[INPUT]
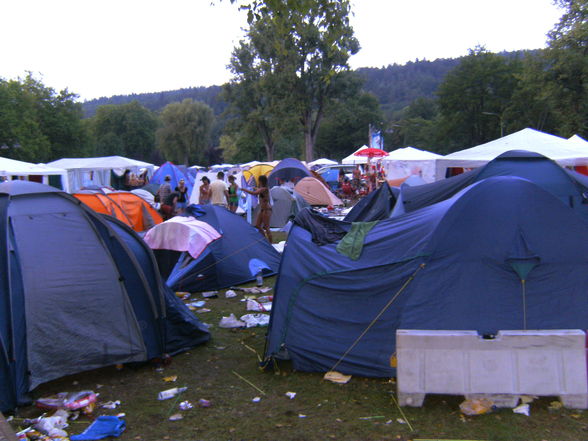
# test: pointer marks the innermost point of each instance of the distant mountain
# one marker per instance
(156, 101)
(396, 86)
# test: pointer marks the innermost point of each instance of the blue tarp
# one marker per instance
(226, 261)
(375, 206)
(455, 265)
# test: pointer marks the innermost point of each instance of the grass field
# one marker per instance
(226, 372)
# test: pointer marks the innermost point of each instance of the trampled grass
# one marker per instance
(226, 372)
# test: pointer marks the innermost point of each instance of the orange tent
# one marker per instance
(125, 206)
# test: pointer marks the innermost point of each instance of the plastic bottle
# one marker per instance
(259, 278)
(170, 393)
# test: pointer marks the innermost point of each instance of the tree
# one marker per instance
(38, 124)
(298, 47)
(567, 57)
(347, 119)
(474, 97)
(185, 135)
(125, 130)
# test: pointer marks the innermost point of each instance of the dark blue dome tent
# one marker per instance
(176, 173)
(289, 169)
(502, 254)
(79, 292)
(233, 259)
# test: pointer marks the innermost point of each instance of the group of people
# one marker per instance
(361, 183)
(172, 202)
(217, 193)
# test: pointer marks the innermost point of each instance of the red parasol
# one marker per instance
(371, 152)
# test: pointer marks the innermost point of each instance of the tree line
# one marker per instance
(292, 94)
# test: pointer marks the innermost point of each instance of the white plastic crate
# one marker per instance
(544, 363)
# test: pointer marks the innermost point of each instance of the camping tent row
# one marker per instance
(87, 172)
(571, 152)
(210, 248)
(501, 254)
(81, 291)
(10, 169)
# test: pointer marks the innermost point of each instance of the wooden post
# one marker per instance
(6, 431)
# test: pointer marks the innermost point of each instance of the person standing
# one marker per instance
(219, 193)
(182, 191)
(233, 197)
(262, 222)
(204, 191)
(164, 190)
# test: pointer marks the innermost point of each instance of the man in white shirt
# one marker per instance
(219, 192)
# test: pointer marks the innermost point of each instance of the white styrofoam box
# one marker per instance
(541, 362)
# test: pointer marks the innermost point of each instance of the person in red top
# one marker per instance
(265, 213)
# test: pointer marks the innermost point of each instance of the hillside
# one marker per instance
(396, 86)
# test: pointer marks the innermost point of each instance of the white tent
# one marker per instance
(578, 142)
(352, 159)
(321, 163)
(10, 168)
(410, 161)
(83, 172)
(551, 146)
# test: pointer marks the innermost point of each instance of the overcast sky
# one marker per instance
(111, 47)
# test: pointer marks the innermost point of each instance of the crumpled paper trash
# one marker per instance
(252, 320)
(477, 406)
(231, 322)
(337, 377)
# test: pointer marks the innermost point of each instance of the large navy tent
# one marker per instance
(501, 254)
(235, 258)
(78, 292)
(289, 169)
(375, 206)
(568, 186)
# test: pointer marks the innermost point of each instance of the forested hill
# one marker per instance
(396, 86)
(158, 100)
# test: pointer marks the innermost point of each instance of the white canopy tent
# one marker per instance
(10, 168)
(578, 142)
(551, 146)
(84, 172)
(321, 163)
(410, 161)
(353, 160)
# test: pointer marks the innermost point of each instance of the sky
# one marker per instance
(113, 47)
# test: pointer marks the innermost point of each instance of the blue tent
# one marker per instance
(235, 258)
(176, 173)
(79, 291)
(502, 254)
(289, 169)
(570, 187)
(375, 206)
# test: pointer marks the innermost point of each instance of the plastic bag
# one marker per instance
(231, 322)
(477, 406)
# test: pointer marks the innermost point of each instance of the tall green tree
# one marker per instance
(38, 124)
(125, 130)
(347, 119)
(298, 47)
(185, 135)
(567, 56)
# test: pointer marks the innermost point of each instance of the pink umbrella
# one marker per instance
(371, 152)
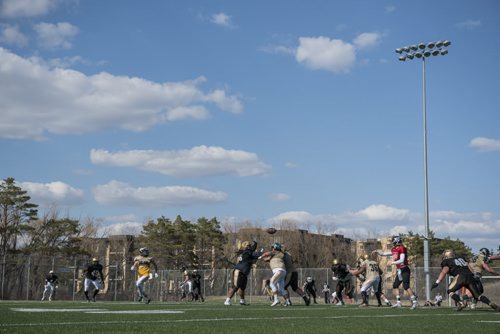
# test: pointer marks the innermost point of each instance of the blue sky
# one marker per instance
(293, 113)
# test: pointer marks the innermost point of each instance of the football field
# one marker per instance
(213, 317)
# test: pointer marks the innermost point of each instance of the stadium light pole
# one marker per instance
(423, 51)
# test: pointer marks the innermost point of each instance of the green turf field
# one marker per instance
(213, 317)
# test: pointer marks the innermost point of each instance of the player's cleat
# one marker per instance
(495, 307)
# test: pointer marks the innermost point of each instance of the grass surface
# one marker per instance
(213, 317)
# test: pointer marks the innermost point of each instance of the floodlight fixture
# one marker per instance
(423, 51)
[/INPUT]
Reproduce every record in full. Leave out the images.

# test: pointer marks the innermost point of each instance of the distant mountain
# one marker per instance
(156, 101)
(396, 86)
# test: pointer marks the innermost point of each instance of the blue tarp
# one marker per instance
(226, 261)
(375, 206)
(455, 265)
# test: pointer marks the innermost point of each instance of the grass field
# one marker per instance
(226, 372)
# test: pointer marks the innermost point of each instance of the trampled grass
# one marker per instance
(226, 372)
# test: pointer marks the innermost point of each instance of the orange tent
# one marker per instance
(125, 206)
# test: pointer marks the innermost point of each instance of the plastic bottle
# one marker per instance
(259, 278)
(170, 393)
# test: pointer marks the innermost point of each instance of the tree
# one marker per instance
(38, 124)
(298, 47)
(567, 57)
(347, 119)
(474, 97)
(185, 135)
(125, 130)
# test: pointer marks the innermost point of each instance of the dark blue dome tent
# one marker per instance
(176, 173)
(289, 169)
(502, 254)
(79, 292)
(233, 259)
# test: pointer marks the innermost point of each instance of the group of people
# one marker per instance
(361, 183)
(172, 202)
(217, 193)
# test: pointer marks the innermost point of each instance of the red parasol
# one marker per instance
(371, 152)
# test: pointer marks the innermost point of each instance of the tree line
# one marker per instance
(292, 94)
# test: pointer marks the innermost point of each instance of the white plastic crate
# one marker per instance
(544, 363)
# test: pointer marks the innermost point of each instance of the camping tent row
# one marker per instance
(87, 172)
(571, 152)
(210, 248)
(501, 254)
(81, 291)
(10, 169)
# test: pointer marks the innermost point of each instance of the wooden post
# one marker per instance
(6, 431)
# test: pointer marks the innermost point of each instance of the person standing
# one marker per instance
(219, 193)
(182, 191)
(233, 197)
(262, 222)
(204, 191)
(164, 190)
# test: pointer marks the innermost point of each instance of the man in white shirt
# one marker per instance
(219, 192)
# test: pointer marks the innermost point of each instance of the white styrofoam box
# one marker per instance
(541, 362)
# test: pointer marks the innermost point of each instance of the person in red top
# one marker per instance
(265, 213)
# test: pointer marks the innermost point of each instance of the hillside
# one marker per instance
(396, 86)
# test: pointer marks the innermost point of each instance of the white tent
# one marker per instance
(578, 142)
(352, 159)
(321, 163)
(10, 168)
(410, 161)
(83, 172)
(551, 146)
# test: pointer marks the innermost point of each instance of the overcast sky
# one marker per instance
(111, 47)
# test: pointer marks the innermost point of each instance of the crumpled paper trash
# one marker per instance
(252, 320)
(477, 406)
(231, 322)
(337, 377)
# test: pointer marks the innermost point of each instance of the large navy tent
# one marker per instance
(501, 254)
(235, 258)
(78, 292)
(289, 169)
(375, 206)
(568, 186)
# test: pointer marks the innermost point of each instance of the forested hill
# one marker per instance
(396, 86)
(158, 100)
# test: pointer marks the innermost point of each instance of the white canopy tent
# one marker per instance
(10, 168)
(578, 142)
(551, 146)
(84, 172)
(321, 163)
(410, 161)
(353, 160)
# test: pointer marks the innermost point of each instance of the sky
# one marker per instance
(113, 47)
# test: pointer marks the innermost point of each instance of the blue tent
# one marker per instance
(235, 258)
(176, 173)
(79, 291)
(502, 254)
(289, 169)
(570, 187)
(375, 206)
# test: pointer marks the innermost point of each instance of the plastic bag
# one marker per instance
(231, 322)
(477, 406)
# test: pointer marks the innermost point of each instance of the tall green tree
# one marker per instance
(38, 124)
(125, 130)
(347, 119)
(298, 47)
(185, 135)
(567, 56)
# test: pointer marks the innermost point of each instance of the pink umbrella
# one marker per instance
(371, 152)
# test: pointer marks the innermost point of each instance of the blue sky
# one marker per instance
(293, 113)
# test: pointer marks the innermost point of each instance of the football field
# one marker per instance
(213, 317)
# test: pointer marks the innermost point of each instance of the stadium light pole
# one marker per instance
(423, 51)
# test: pointer marks the innermost point of each instance of the green turf field
# one marker per instance
(213, 317)
# test: pointer marks the innermost point of each instance of the player's cleat
# one marker per instance
(495, 307)
# test: pointer marks the innermost point of each instance of the grass surface
# one marker per instance
(213, 317)
# test: pointer marks the innermost point of each instance of the floodlight fixture
# one marker per instance
(423, 51)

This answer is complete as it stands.